Study Discovers Women-Led Businesses Were Harder Hit During COVID's Peak
By: WE Staff | Friday, 8 July 2022
40,000 enterprises in 49 countries were examined in the study, which was published in The World Bank Research Observer, utilising interviews and data from the Business Pulse Survey and Enterprise Survey programmes of the World Bank.
The information covered nations in East Asia and the Pacific, Europe and Central Asia, Latin America and the Caribbean, the Middle East and North Africa, South Asia, and Sub-Saharan Africa and was centred on businesses of all sizes in the hospitality, manufacturing, retail and wholesale, and service sectors.
Researchers looked at how COVID-19 affected businesses' performance, how they handled the crisis, and how they were able to get assistance from the public. They found a sizable gender discrepancy in each of these areas.
It was discovered that women-owned businesses were on average more than 2 percentage points less likely to report utilising government policy initiatives intended to aid businesses through the crisis.
The researchers suggest that a possible explanation for this is that women entrepreneurs have weaker and fewer social network links than male entrepreneurs.
According to the study, women-owned small companies recovered more slowly from the initial shock of COVID—by an average of 1.4 percentage points—while experiencing 2 percentage points worse revenue declines.
This gender difference was particularly evident in the hospitality sector and in the nations where COVID had the greatest influence.
It was discovered that businesses run by women modify their workforce differently from those run by men, with small enterprises run by women and companies in the hospitality sector being more receptive to giving employees time off or lowering their salary or hours rather than firing them.
As a result of the crisis, women-led small firms were found to be 10.4 percentage points more likely to increase their use of digital technology, while women-led manufacturing companies were shown to be 3.9 percentage points more likely to repackage and reinvent their products. The study also discovered gender differences in the adoption of technology throughout the crisis.
The study team was able to spot trends that go beyond any one nation, region, or industry, making it the first publication to offer a real-time look at the global business effects of the coronavirus pandemic.
Dr. Franklin Maduko, an economics lecturer at the University of Exeter Business School, stated that a number of factors could be at play in the variations in the pandemic's effects on enterprises with men and women in leadership positions. Even within the same sector, women may be offering different goods or services than their male colleagues on the demand side. Additionally, on the supply side, variations in labour supply reactions might also be responsible for some of these effects.
During the pandemic, women were disproportionately more likely than men to need to devote time to housework and childcare due to mobility limitations and closures of schools and daycare centers. Additionally, this might have left female business owners with less time and fewer people available for regular employment.

______

▸ Parts of the exercise:
a) Reproduce word for word everything in the women-led businesses article from "It was discovered that businesses" down to "than firing them.".
b) Name every world region that the women-led businesses article says the study's information covered.
c) According to the women-led businesses article, in which publication did the study appear?
Draw only on the women-led businesses article.

▸ Exercise data:
______

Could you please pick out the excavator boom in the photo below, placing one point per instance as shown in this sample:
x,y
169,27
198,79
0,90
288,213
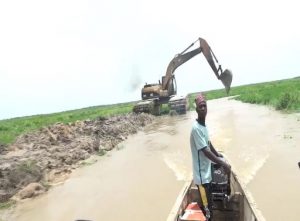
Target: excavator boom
x,y
154,95
225,77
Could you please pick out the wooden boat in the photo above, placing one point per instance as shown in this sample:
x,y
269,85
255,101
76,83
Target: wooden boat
x,y
230,201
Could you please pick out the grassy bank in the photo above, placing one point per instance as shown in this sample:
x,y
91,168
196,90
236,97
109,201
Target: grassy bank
x,y
11,128
282,95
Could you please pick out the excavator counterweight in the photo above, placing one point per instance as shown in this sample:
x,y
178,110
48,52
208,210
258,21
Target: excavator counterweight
x,y
154,95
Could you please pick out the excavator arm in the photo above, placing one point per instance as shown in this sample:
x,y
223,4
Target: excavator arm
x,y
225,77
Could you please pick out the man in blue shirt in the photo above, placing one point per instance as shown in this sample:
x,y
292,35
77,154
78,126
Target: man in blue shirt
x,y
203,154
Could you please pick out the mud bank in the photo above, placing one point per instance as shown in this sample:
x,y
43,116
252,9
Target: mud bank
x,y
37,159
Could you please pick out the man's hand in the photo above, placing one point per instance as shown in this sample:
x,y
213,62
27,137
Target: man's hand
x,y
227,167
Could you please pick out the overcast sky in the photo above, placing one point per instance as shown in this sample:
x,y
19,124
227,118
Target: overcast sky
x,y
61,55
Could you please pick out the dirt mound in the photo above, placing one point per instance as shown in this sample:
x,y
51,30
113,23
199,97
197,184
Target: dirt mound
x,y
53,151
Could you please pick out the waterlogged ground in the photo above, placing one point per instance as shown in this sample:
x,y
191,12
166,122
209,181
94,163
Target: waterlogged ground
x,y
141,179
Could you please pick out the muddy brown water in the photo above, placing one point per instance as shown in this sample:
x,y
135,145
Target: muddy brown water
x,y
141,180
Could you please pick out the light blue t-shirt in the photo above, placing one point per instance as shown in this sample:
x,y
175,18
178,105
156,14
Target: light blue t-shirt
x,y
201,164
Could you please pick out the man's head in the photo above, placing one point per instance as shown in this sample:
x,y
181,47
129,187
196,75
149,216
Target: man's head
x,y
201,106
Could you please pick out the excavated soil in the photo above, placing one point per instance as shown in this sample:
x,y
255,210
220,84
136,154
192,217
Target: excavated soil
x,y
35,160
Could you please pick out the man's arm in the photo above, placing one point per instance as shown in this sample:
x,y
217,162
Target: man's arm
x,y
210,155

______

▸ Answers below:
a)
It was discovered that businesses run by women modify their workforce differently from those run by men, with small enterprises run by women and companies in the hospitality sector being more receptive to giving employees time off or lowering their salary or hours rather than firing them.

b)
East Asia and the Pacific
Europe and Central Asia
Latin America and the Caribbean
the Middle East and North Africa
South Asia
Sub-Saharan Africa

c) The World Bank Research Observer